_Problem statement_: Reproduce the listing below verbatim, line for line.
--- BEGIN ---
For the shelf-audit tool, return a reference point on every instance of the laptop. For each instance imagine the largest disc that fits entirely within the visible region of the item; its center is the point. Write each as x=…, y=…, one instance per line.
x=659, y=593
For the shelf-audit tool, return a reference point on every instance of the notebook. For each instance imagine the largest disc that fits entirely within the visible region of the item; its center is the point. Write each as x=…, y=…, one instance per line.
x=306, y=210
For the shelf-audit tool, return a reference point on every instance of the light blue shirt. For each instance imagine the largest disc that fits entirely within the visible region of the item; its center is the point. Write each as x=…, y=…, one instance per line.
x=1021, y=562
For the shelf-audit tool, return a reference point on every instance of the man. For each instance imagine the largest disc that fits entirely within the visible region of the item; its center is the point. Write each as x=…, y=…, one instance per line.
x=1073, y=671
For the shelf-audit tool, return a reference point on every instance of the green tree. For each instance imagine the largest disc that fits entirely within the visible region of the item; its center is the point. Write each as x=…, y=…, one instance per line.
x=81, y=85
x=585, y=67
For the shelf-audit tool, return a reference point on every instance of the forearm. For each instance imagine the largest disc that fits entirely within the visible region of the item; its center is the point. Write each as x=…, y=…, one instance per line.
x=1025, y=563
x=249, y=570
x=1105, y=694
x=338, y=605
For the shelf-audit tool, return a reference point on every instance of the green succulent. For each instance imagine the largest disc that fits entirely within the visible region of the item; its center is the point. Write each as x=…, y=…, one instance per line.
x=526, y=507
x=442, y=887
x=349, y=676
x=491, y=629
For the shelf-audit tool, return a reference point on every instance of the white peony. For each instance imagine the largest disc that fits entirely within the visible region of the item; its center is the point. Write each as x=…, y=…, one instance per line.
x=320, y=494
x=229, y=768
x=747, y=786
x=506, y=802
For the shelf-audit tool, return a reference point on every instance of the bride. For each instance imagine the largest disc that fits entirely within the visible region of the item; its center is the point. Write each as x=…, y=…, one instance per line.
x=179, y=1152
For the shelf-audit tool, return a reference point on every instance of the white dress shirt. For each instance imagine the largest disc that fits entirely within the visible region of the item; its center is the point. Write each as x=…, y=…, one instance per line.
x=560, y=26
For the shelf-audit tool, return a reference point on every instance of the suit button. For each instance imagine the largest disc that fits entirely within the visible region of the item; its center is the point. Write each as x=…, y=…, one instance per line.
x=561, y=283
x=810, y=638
--- END ---
_Final answer_:
For the shelf-audit tool, return a reference point on every instance of the laptop. For each instance imagine the largest disc that fits entirely within the visible region of the item; its center is the point. Write each as x=…, y=…, one instance per line.
x=659, y=593
For the shelf-audit tool, return a reference point on every instance of the notebook. For each instance imagine the largest disc that fits entirely within the visible region of the item; its center is the point. Write each as x=…, y=…, one instance per line.
x=306, y=210
For the shelf-audit tool, return a reference point on every instance of the light blue shirt. For each instance imagine the largest disc that fits entirely within the visible region of the item; its center is the point. Write each as x=…, y=…, one instance per line.
x=1021, y=562
For the shelf-audit tool, return a reference point on every instance of the man. For each instance imagine the largest disc that fits entirely within the visible region of the item; its center is the point. Write each as x=…, y=…, one instance per line.
x=1073, y=671
For the shelf-audit tool, return a reference point on every instance of the green tree. For each instance imagine the largest disc that fits entirely within the visible region of the item; its center is the point. Write each as x=…, y=…, one instance per line.
x=81, y=85
x=585, y=67
For the shelf-audit tool, return a reference point on every instance of the forearm. For each instance imagine the largest disc that fits entirely within the visible region of the item; its center is the point. Write each as x=…, y=…, one instance per line.
x=1025, y=563
x=249, y=570
x=1105, y=694
x=338, y=605
For the shelf-audit tool, return a reference point on every instance of the green succulent. For each instance imagine the largest disc that fits entirely within the visible region of the item; its center is the point. Write each as x=…, y=…, one instance per line.
x=526, y=507
x=442, y=887
x=349, y=676
x=491, y=629
For the shelf-audit tool, return a reference point on every instance of the white peony. For each instance imagine the largest disc that fits entirely within the visible region of the item; its center is the point. Write each as x=…, y=…, one instance per line.
x=320, y=494
x=229, y=768
x=747, y=786
x=506, y=802
For the shelf-audit tool, return a reference point on every instance of the bride. For each instance imagine the largest disc that fits entirely within the visible region of the item; its center is the point. Write each as x=…, y=…, one instance per line.
x=179, y=1152
For the shelf-audit tool, return a reference point on every instance of the white dress shirt. For each instance imagine the largest disc that fits entirely within the visible region of the item; its center is the point. Write each as x=…, y=…, one instance per line.
x=560, y=26
For the shelf-audit tool, return a reference point on every instance of the suit button. For each instance imagine the largest disc that fits entirely within the visible region of the item; its center is the point. Write each as x=…, y=…, one instance per line.
x=561, y=283
x=810, y=638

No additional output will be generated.